▸ MATERIAL SHOWN:
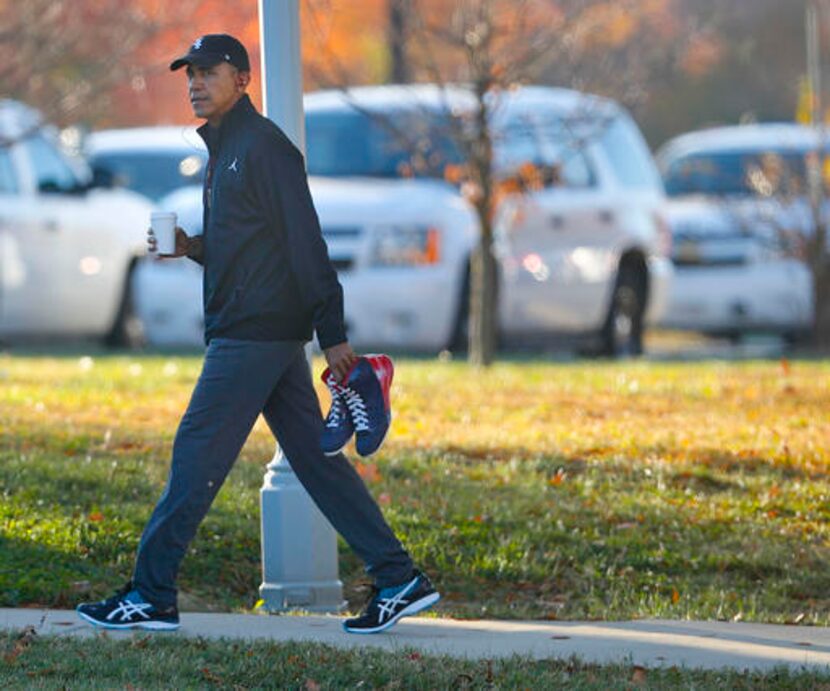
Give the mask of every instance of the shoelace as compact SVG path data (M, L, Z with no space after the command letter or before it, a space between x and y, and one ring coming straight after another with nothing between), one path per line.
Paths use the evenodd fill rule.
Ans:
M343 391L346 396L346 406L352 414L355 432L368 432L369 413L366 410L366 403L363 401L363 397L353 389L344 388Z
M326 427L335 429L340 426L340 421L345 418L345 411L343 404L340 401L340 396L334 392L331 395L331 409L329 410L328 419L326 420Z

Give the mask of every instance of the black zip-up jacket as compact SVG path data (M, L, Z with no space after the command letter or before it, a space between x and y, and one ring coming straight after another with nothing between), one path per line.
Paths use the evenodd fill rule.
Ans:
M210 161L202 243L189 256L205 268L205 342L308 341L312 331L321 348L344 342L343 289L300 151L248 96L199 134Z

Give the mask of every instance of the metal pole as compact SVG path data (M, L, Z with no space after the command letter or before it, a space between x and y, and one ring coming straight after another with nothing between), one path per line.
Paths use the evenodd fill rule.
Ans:
M259 0L265 114L305 151L299 0ZM338 611L337 535L279 445L260 491L263 608Z

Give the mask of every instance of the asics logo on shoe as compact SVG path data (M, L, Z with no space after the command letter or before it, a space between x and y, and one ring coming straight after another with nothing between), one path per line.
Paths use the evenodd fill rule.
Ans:
M400 610L403 607L406 607L409 604L409 600L407 600L404 596L409 594L409 591L415 587L415 584L417 582L418 579L414 578L405 588L403 588L399 593L396 593L392 597L378 598L379 624L382 624L384 620L395 615L398 612L398 610Z
M132 621L133 615L140 614L145 619L149 619L150 615L147 610L151 609L153 605L149 602L130 602L129 600L120 600L118 607L107 615L107 621L112 621L115 617L119 617L117 621Z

▸ WHAT IS REQUIRED:
Search the material above for the word "before", then copy out each line that has it.

▸ RESPONSE:
Give the mask of every instance of the shoelace as compact SVG path data (M, L, Z with no space after the command letter or before it, a space between x and y, and one ring coming straight after another with nothing between), one path per line.
Give the mask of every instance of the black zip-up jacket as compact SVG path data (M, L, Z with no space after the command letter or before it, a space between x and y, and one ring coming straight after another with nothing between), one path per line.
Give the mask of every instance of the metal pole as compact SVG path data (M, L, Z with no space after the command letter or before it, a space between x and y, and one ring coming straight after another with nothing between), one path per line.
Give the mask of every instance of the asics logo on shoe as compact SVG path data (M, L, Z with no space after the command letter or before it, a space between x and y, and one ring coming straight after another with nothing between), one path per line.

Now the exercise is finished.